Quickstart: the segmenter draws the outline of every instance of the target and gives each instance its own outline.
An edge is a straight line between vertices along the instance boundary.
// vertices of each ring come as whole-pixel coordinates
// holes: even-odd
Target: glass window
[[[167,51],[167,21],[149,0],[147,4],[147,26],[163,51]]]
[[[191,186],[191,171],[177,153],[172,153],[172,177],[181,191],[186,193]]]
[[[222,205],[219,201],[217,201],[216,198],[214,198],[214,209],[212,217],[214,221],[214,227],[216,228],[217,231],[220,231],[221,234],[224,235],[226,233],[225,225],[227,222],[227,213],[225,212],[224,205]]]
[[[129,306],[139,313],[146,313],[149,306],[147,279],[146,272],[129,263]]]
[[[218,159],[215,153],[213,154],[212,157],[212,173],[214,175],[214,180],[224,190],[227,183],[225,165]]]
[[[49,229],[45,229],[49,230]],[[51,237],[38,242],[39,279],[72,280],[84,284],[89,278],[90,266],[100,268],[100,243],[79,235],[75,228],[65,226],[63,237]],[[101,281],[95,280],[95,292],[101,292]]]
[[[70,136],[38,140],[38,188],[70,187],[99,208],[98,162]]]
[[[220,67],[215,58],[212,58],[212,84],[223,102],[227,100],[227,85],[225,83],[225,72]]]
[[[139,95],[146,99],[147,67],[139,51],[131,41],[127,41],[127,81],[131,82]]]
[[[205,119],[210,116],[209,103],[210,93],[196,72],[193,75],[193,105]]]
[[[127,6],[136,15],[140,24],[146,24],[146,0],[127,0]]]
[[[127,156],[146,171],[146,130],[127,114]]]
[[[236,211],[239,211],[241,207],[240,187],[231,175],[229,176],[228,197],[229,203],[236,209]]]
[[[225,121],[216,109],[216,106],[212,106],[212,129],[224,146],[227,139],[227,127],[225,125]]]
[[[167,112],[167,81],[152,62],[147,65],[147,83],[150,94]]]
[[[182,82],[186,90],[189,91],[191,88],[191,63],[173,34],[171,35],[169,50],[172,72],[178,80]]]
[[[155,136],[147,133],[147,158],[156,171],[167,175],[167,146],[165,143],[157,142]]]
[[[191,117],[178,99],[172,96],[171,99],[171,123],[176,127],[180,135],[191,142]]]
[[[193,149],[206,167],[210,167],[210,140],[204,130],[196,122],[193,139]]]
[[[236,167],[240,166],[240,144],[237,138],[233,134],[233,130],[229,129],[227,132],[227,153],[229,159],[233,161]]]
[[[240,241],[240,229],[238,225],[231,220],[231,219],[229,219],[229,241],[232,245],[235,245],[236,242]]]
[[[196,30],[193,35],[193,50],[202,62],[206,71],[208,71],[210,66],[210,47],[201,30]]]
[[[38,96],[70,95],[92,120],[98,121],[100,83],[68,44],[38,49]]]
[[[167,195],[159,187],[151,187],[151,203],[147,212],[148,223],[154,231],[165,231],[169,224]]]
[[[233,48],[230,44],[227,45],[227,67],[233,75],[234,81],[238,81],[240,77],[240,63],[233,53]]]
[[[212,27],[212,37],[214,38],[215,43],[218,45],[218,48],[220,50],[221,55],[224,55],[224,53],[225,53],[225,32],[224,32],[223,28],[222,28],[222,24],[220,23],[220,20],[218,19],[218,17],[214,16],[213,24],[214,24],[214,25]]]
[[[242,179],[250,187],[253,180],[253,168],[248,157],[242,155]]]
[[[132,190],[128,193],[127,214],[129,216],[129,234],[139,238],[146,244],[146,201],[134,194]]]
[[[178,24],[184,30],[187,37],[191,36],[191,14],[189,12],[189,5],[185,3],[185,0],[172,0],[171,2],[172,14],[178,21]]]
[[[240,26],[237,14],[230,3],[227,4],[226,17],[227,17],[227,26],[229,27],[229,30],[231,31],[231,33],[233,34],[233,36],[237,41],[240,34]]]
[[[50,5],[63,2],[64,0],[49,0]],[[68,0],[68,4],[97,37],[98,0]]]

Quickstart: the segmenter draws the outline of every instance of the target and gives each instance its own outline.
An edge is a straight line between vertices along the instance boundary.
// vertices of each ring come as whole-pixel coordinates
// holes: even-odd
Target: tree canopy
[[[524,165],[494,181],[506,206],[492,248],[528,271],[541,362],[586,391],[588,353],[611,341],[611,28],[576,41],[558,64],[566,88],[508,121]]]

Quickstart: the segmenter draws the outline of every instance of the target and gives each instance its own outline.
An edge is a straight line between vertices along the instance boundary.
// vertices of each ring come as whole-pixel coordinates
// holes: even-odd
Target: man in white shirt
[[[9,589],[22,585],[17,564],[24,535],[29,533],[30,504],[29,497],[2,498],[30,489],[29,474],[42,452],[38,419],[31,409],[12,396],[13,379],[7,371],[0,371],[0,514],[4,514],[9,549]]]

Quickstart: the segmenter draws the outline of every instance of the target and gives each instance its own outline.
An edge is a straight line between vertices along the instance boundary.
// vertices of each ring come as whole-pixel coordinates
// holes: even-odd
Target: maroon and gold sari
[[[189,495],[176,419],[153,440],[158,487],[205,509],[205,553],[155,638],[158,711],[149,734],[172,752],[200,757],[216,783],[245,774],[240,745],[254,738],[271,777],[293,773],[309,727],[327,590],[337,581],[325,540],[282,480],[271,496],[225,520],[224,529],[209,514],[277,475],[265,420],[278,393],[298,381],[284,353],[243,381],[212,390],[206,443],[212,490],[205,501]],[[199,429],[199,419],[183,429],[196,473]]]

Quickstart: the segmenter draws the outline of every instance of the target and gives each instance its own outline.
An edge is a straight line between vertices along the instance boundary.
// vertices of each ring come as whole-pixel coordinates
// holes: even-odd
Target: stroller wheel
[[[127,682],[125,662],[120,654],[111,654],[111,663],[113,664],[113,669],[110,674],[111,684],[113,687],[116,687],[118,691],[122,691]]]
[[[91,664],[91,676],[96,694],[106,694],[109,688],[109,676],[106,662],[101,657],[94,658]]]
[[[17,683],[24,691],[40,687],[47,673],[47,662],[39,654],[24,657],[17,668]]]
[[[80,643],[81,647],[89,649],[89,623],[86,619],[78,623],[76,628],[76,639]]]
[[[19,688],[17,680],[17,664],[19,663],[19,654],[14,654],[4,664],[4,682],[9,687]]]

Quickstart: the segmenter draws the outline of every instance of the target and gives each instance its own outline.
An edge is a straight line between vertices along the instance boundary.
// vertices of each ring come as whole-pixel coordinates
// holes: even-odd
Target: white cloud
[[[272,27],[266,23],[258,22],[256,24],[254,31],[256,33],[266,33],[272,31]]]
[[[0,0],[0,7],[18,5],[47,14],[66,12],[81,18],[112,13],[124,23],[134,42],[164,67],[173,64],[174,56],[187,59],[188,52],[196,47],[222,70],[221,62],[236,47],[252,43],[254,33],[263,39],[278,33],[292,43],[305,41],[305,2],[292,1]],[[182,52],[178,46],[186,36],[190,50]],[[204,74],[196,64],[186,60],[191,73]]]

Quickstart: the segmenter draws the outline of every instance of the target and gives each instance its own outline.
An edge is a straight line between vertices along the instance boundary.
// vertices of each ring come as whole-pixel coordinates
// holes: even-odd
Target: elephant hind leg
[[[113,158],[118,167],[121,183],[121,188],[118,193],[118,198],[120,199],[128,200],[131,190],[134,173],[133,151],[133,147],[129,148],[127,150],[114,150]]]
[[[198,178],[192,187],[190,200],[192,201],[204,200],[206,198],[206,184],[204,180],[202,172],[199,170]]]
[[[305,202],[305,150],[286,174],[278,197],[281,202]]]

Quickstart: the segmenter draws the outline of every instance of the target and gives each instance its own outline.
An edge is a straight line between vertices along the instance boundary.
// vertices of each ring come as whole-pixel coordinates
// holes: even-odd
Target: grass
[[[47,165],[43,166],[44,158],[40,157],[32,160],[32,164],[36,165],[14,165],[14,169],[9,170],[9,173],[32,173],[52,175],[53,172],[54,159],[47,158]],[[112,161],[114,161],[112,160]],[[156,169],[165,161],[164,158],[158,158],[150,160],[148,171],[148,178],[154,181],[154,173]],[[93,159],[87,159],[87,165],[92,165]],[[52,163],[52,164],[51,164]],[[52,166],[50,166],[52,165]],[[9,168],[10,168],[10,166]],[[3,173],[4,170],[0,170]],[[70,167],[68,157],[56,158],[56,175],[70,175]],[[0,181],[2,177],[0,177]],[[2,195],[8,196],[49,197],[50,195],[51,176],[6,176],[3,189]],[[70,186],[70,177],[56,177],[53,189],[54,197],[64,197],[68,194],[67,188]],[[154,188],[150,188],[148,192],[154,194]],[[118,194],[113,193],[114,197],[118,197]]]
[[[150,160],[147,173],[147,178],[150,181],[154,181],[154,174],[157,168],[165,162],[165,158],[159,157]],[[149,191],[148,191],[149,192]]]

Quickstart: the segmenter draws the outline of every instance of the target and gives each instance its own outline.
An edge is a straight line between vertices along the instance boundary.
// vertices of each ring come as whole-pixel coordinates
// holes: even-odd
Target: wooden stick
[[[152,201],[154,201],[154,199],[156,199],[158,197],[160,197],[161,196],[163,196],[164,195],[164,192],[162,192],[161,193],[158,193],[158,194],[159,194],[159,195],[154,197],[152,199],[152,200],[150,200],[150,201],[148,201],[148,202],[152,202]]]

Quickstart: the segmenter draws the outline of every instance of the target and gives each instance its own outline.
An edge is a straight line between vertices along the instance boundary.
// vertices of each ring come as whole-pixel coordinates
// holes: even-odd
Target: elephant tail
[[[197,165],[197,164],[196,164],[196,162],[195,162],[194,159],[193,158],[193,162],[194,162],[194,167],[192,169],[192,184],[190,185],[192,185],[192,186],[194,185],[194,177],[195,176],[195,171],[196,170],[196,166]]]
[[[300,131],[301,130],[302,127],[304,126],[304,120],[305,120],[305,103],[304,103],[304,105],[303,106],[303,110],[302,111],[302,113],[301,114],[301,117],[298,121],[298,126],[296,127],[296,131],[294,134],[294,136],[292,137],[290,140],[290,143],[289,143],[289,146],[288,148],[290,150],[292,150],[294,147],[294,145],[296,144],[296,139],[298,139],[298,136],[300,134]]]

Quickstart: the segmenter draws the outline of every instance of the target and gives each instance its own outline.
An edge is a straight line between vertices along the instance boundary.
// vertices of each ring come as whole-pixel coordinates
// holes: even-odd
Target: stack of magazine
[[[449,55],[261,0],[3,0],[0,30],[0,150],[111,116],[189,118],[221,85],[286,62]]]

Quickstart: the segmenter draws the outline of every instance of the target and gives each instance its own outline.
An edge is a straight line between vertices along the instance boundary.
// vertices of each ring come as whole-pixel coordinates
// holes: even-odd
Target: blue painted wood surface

WHAT IS BEING ASKED: Starting at the first line of the records and stopping after the line that contains "[[[70,136],[38,140],[38,188],[70,187],[99,208],[98,162]]]", write out every line again, including the text lines, with -76 added to each polygon coordinate in the outlines.

THE ANSWER:
Quickstart: the segmenter draws the outline of every instance of the target and gives each instance its own outline.
An edge is a straight line between vertices along the instance boundary.
// vertices of each ring come as whole-pixel coordinates
// holes: even-odd
Target: glass window
[[[91,-25],[91,-55],[73,-76],[71,-72],[71,-50],[87,-25]]]
[[[115,110],[115,95],[101,77],[96,77],[96,101],[105,115],[110,117]]]
[[[146,129],[143,125],[141,125],[140,122],[138,122],[138,133],[136,141],[138,145],[138,151],[140,152],[141,155],[144,155],[145,158],[148,159],[150,157],[149,149],[151,146],[151,137],[149,136],[148,129]]]
[[[53,230],[63,237],[70,237],[73,230],[71,203],[70,196],[53,187]]]
[[[142,83],[139,77],[137,78],[136,81],[136,97],[138,99],[138,104],[148,114],[151,107],[149,89]]]
[[[-27,153],[-31,153],[-27,154]],[[-25,161],[-38,166],[-37,203],[-4,204],[8,208],[13,202],[14,190],[24,192],[24,167],[3,159],[-1,152],[-11,150],[-13,161]],[[25,205],[19,204],[19,216],[25,216]]]
[[[-6,60],[-38,64],[-38,112],[-6,111],[23,132],[22,86]]]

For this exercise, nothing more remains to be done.